— Start PROVIDED MATERIAL —
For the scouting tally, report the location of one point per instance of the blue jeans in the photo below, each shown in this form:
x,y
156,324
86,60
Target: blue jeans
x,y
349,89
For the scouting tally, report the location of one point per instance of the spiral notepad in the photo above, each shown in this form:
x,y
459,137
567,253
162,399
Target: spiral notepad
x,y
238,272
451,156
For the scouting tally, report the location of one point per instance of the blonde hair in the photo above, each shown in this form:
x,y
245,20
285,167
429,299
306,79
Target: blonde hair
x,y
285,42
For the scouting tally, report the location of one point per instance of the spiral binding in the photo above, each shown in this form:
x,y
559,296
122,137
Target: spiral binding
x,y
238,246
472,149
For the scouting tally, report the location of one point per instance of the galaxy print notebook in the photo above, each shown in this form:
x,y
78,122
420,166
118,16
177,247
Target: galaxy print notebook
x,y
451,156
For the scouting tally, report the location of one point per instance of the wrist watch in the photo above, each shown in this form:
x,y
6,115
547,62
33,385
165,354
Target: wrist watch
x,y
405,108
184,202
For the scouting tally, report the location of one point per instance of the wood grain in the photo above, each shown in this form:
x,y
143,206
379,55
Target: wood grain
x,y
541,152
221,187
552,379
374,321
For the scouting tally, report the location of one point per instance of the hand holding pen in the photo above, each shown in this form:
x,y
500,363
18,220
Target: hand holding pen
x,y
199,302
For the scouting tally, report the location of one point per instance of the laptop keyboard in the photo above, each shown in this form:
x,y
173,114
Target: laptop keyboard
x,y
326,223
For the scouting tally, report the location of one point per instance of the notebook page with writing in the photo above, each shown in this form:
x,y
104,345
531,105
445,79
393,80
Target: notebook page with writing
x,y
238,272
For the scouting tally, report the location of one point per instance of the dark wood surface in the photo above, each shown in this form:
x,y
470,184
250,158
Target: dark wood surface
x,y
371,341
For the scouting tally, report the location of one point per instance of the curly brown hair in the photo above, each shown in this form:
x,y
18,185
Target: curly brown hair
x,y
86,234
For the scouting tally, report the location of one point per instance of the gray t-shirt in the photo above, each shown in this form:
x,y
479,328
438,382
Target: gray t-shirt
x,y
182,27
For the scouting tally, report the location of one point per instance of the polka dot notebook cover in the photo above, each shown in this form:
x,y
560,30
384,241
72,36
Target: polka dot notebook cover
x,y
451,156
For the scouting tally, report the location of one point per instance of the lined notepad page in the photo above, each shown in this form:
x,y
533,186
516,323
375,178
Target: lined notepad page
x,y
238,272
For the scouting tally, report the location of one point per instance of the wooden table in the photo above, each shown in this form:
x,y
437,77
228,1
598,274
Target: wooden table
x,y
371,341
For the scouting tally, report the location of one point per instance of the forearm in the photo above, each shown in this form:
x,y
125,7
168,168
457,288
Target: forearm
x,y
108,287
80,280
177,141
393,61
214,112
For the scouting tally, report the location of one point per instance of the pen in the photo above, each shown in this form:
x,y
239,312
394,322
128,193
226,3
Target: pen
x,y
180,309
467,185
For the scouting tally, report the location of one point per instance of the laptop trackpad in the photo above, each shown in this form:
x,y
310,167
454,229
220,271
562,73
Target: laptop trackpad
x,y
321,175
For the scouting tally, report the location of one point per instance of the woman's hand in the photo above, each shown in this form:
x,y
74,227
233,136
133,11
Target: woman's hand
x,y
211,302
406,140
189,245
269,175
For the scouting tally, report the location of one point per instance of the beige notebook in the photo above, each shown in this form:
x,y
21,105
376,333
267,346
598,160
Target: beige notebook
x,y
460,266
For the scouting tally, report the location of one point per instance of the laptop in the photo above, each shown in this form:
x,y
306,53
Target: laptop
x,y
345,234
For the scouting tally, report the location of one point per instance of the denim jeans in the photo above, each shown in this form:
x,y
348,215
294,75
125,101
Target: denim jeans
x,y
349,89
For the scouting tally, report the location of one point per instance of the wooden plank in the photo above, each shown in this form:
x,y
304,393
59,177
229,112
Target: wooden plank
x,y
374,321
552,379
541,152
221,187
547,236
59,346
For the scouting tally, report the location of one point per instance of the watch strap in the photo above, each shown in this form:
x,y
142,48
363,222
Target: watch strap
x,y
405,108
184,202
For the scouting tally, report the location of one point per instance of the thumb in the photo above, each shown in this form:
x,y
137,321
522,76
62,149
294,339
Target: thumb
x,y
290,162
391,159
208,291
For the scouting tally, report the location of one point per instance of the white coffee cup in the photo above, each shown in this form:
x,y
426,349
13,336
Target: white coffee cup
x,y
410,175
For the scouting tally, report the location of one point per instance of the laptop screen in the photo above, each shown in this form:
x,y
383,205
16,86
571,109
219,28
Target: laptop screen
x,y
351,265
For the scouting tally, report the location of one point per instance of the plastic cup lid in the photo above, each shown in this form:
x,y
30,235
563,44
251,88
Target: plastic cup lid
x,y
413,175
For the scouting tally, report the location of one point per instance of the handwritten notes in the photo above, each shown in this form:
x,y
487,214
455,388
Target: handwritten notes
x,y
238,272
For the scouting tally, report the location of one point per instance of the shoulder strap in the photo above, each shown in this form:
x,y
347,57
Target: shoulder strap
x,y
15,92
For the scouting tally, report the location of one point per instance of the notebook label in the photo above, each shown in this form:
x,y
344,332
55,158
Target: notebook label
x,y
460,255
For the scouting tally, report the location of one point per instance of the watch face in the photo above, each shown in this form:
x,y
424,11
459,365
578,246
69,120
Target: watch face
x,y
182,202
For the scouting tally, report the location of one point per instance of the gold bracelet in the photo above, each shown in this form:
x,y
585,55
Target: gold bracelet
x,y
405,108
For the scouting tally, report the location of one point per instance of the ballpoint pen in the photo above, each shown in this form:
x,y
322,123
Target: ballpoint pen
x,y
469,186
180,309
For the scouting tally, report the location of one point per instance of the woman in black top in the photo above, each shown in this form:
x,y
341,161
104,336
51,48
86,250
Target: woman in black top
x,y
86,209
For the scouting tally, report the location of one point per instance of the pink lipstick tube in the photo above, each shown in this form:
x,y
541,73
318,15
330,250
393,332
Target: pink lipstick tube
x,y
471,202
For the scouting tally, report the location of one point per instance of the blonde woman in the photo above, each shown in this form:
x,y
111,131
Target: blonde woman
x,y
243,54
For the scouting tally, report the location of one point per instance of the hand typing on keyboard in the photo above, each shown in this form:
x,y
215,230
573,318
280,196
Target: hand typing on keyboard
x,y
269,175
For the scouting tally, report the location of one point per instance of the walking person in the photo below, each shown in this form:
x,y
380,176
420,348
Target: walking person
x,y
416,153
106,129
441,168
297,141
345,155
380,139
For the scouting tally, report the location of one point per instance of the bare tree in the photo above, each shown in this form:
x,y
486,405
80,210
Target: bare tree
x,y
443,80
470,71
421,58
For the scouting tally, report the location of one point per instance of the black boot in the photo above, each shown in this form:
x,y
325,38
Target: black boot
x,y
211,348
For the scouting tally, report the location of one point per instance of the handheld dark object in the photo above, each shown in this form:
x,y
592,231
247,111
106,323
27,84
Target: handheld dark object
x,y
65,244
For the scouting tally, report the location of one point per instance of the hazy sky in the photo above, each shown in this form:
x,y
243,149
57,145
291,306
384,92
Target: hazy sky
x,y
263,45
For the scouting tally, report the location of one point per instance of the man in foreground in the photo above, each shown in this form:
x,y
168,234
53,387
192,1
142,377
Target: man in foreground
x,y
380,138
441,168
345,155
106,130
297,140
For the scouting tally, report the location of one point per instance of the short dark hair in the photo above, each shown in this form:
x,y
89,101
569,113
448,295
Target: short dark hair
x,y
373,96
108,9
— End PROVIDED MATERIAL —
Please convert all of the lines above into a JSON list of strings, one string per line, leaving out any blank lines.

[
  "For the scouting tally, report the location of one point per instance of the blue jeans in the photo below, each shown in this form:",
  "x,y",
  "156,324",
  "86,60",
  "Target: blue jeans",
  "x,y",
  "349,89",
  "For the scouting tally, report the location of one point per instance of the spiral notepad in the photo above, each shown in this form:",
  "x,y",
  "459,137",
  "567,253",
  "162,399",
  "Target: spiral notepad",
  "x,y",
  "238,272",
  "451,156",
  "For the scouting tally, report the location of one point per instance of the blonde hair in the photo above, each shown in this form:",
  "x,y",
  "245,20",
  "285,167",
  "429,299",
  "306,79",
  "Target: blonde hair",
  "x,y",
  "285,42",
  "For the scouting tally, report the location of one point per instance of the spiral binding in the photo above, each shown in this form:",
  "x,y",
  "559,296",
  "122,137",
  "Target: spiral binding",
  "x,y",
  "238,246",
  "472,149",
  "For the scouting tally, report the location of one point per instance of the galaxy print notebook in the photo above, each shown in this form:",
  "x,y",
  "78,122",
  "420,166",
  "118,16",
  "177,247",
  "Target: galaxy print notebook",
  "x,y",
  "451,156",
  "For the scouting tally, report the location of one point per instance of the wrist watch in the photo above, each shown in this form:",
  "x,y",
  "6,115",
  "547,62",
  "33,385",
  "165,354",
  "Target: wrist watch",
  "x,y",
  "405,108",
  "184,202",
  "For the scouting tally, report the location of one point per instance of the wood grain in the photo above, each shown in this form:",
  "x,y",
  "143,206",
  "379,55",
  "Target: wood grain",
  "x,y",
  "541,152",
  "221,187",
  "552,379",
  "374,321",
  "For the scouting tally, report the location of one point per instance of the hand holding pen in the photo above, each shown in this form:",
  "x,y",
  "500,363",
  "18,220",
  "Target: hand holding pen",
  "x,y",
  "199,302",
  "For the scouting tally, report the location of one point per instance of the laptop keyboard in the photo above, each shown in this form:",
  "x,y",
  "173,114",
  "Target: laptop keyboard",
  "x,y",
  "326,223",
  "For the scouting tally, report the location of one point per instance of the notebook page with writing in the photo above, each shown in this form:",
  "x,y",
  "104,345",
  "531,105",
  "445,79",
  "393,80",
  "Target: notebook page with writing",
  "x,y",
  "238,272",
  "For the scouting tally, report the location of one point per instance of the dark wood surface in the photo above, each shown in this form:",
  "x,y",
  "470,184",
  "250,158",
  "Target: dark wood surface",
  "x,y",
  "371,341",
  "For the scouting tally, report the location of one point per instance of the curly brown hair in the photo above, each shown in this form:",
  "x,y",
  "18,185",
  "Target: curly brown hair",
  "x,y",
  "86,234",
  "For the scouting tally, report the location of one point per instance of the gray t-shirt in the photo above, each shown in this form:",
  "x,y",
  "479,328",
  "438,382",
  "Target: gray t-shirt",
  "x,y",
  "182,27",
  "For the scouting tally, report the location of one point per instance of the polka dot notebook cover in the photo above, each shown in this form:",
  "x,y",
  "560,30",
  "384,241",
  "72,36",
  "Target: polka dot notebook cover",
  "x,y",
  "451,156",
  "For the scouting tally, report the location of one point per instance of the lined notepad page in the photo above, each shown in this form:",
  "x,y",
  "533,186",
  "516,323",
  "375,178",
  "Target: lined notepad page",
  "x,y",
  "238,272",
  "For the scouting tally, report the location of one point per instance of the wooden table in the photo above, each shown in this form:",
  "x,y",
  "437,77",
  "228,1",
  "598,274",
  "Target: wooden table",
  "x,y",
  "371,341",
  "For the scouting tally, report the location of one point per instance of the forearm in the photo above, each shown in this form:",
  "x,y",
  "125,7",
  "168,168",
  "457,288",
  "Target: forearm",
  "x,y",
  "108,287",
  "80,280",
  "177,141",
  "393,61",
  "214,112",
  "For the scouting tally, report the location of one point per instance of the pen in the photo above, each shown in this form:",
  "x,y",
  "239,312",
  "394,322",
  "128,193",
  "226,3",
  "Target: pen",
  "x,y",
  "180,309",
  "467,185",
  "For the scouting tally, report the location of one point per instance of the laptop trackpad in the photo above, each shown in this form:",
  "x,y",
  "310,167",
  "454,229",
  "220,271",
  "562,73",
  "Target: laptop trackpad",
  "x,y",
  "321,175",
  "For the scouting tally, report the location of one point per instance of the woman's hand in the photo above, each shown in this form:",
  "x,y",
  "74,227",
  "233,136",
  "133,11",
  "Target: woman's hand",
  "x,y",
  "211,302",
  "406,140",
  "189,245",
  "269,175",
  "For the scouting tally, report the location of one point per instance of the beige notebook in the photo above, each shown in this form:",
  "x,y",
  "21,105",
  "376,333",
  "267,346",
  "598,160",
  "Target: beige notebook",
  "x,y",
  "460,266",
  "For the scouting tally, report the location of one point per instance of the laptop in the photo above, each shown in this form:",
  "x,y",
  "306,53",
  "Target: laptop",
  "x,y",
  "345,234",
  "For the scouting tally, report the location of one point per instance of the denim jeans in the photo above, each shown in this form:",
  "x,y",
  "348,215",
  "294,75",
  "125,101",
  "Target: denim jeans",
  "x,y",
  "349,89",
  "For the scouting tally, report the location of one point per instance of the wooden plank in the photo above, each shown in this form:",
  "x,y",
  "304,393",
  "59,177",
  "229,112",
  "Target: wooden plank",
  "x,y",
  "374,321",
  "552,379",
  "541,152",
  "221,187",
  "547,236",
  "59,346",
  "For the scouting tally, report the location of one point per instance of the watch strap in the photo above, each shown in this form:",
  "x,y",
  "142,48",
  "363,222",
  "Target: watch strap",
  "x,y",
  "405,108",
  "184,202",
  "For the scouting tally, report the location of one point per instance of the thumb in the photo above, each shown in this form:",
  "x,y",
  "137,321",
  "522,76",
  "62,149",
  "294,339",
  "Target: thumb",
  "x,y",
  "290,162",
  "391,159",
  "208,291",
  "For the scouting tally, report the location of one point per instance of the white coffee cup in the photo above, each shown in this form:",
  "x,y",
  "426,349",
  "13,336",
  "Target: white coffee cup",
  "x,y",
  "410,175",
  "For the scouting tally, report the location of one point per instance of the laptop screen in the photo above, each shown in this form:",
  "x,y",
  "383,205",
  "16,86",
  "571,109",
  "219,28",
  "Target: laptop screen",
  "x,y",
  "351,265",
  "For the scouting tally, report the location of one point per instance of the plastic cup lid in the photo above, each shown in this form:",
  "x,y",
  "30,235",
  "563,44",
  "251,88",
  "Target: plastic cup lid",
  "x,y",
  "413,175",
  "For the scouting tally, report the location of one point per instance of the handwritten notes in the photo above, each shown in this form:",
  "x,y",
  "487,214",
  "455,388",
  "Target: handwritten notes",
  "x,y",
  "238,272",
  "For the scouting tally, report the location of one point per instance of the shoulder strap in the photo above, each shown in this form:",
  "x,y",
  "347,57",
  "Target: shoulder strap",
  "x,y",
  "15,92",
  "For the scouting tally, report the location of one point per instance of the notebook label in the photo above, each shown in this form:",
  "x,y",
  "344,332",
  "55,158",
  "Target: notebook label",
  "x,y",
  "460,255",
  "For the scouting tally, report the location of one point per instance of the watch face in the photo above, each shown in this form:",
  "x,y",
  "424,11",
  "459,365",
  "578,246",
  "69,120",
  "Target: watch face",
  "x,y",
  "182,202",
  "For the scouting tally, report the location of one point per instance of the gold bracelet in the photo above, each shown in this form:",
  "x,y",
  "585,55",
  "Target: gold bracelet",
  "x,y",
  "405,108",
  "For the scouting tally, report the location of one point per instance of the ballpoint pen in the photo above, each shown in this form:",
  "x,y",
  "322,123",
  "Target: ballpoint pen",
  "x,y",
  "469,186",
  "180,309",
  "For the scouting tally, report the location of one point per instance of the woman in black top in the photo above, each shown in this form:",
  "x,y",
  "341,161",
  "104,336",
  "51,48",
  "86,250",
  "Target: woman in black top",
  "x,y",
  "86,209",
  "For the scouting tally, report the location of one point per instance of the pink lipstick tube in the photo above, each shown in this form:",
  "x,y",
  "541,73",
  "318,15",
  "330,250",
  "393,332",
  "Target: pink lipstick tube",
  "x,y",
  "471,202",
  "For the scouting tally, report the location of one point per instance of the blonde woman in the photo above, each shown in this form:",
  "x,y",
  "111,131",
  "Target: blonde woman",
  "x,y",
  "243,54",
  "For the scouting tally, report the location of one point per instance of the hand typing on keyboard in the photo above, each shown in this form:",
  "x,y",
  "215,230",
  "573,318",
  "280,196",
  "Target: hand typing on keyboard",
  "x,y",
  "269,175",
  "For the scouting tally, report the location of one point per instance of the walking person in the photo below, each shown in this form:",
  "x,y",
  "380,176",
  "420,348",
  "Target: walking person",
  "x,y",
  "416,153",
  "106,129",
  "441,168",
  "297,141",
  "345,155",
  "380,139",
  "For the scouting tally, report the location of one point per instance of the bare tree in the photo above, each shown in this form:",
  "x,y",
  "486,405",
  "80,210",
  "Target: bare tree",
  "x,y",
  "443,80",
  "470,71",
  "421,58",
  "For the scouting tally, report the location of one point per instance of the black boot in the photo above, each shown in this form:",
  "x,y",
  "325,38",
  "Target: black boot",
  "x,y",
  "211,348",
  "For the scouting tally, report the location of one point per instance of the handheld dark object in the photo above, each shown in this form:",
  "x,y",
  "592,231",
  "247,111",
  "106,323",
  "27,84",
  "Target: handheld dark object",
  "x,y",
  "65,244",
  "For the scouting tally, report the location of one point per instance of the hazy sky in the photo above, each shown in this form:",
  "x,y",
  "243,149",
  "57,145",
  "291,306",
  "384,92",
  "Target: hazy sky",
  "x,y",
  "263,45",
  "For the scouting tally, report the location of one point per instance of the man in foreground in the photo above, each shown in this form:",
  "x,y",
  "168,234",
  "53,387",
  "192,1",
  "142,377",
  "Target: man in foreground",
  "x,y",
  "380,138",
  "441,168",
  "345,155",
  "106,130",
  "297,140",
  "For the scouting tally, report the location of one point per instance of the short dark hair in the photo above, each shown in this form:",
  "x,y",
  "89,101",
  "569,113",
  "448,295",
  "Target: short dark hair",
  "x,y",
  "373,96",
  "108,9"
]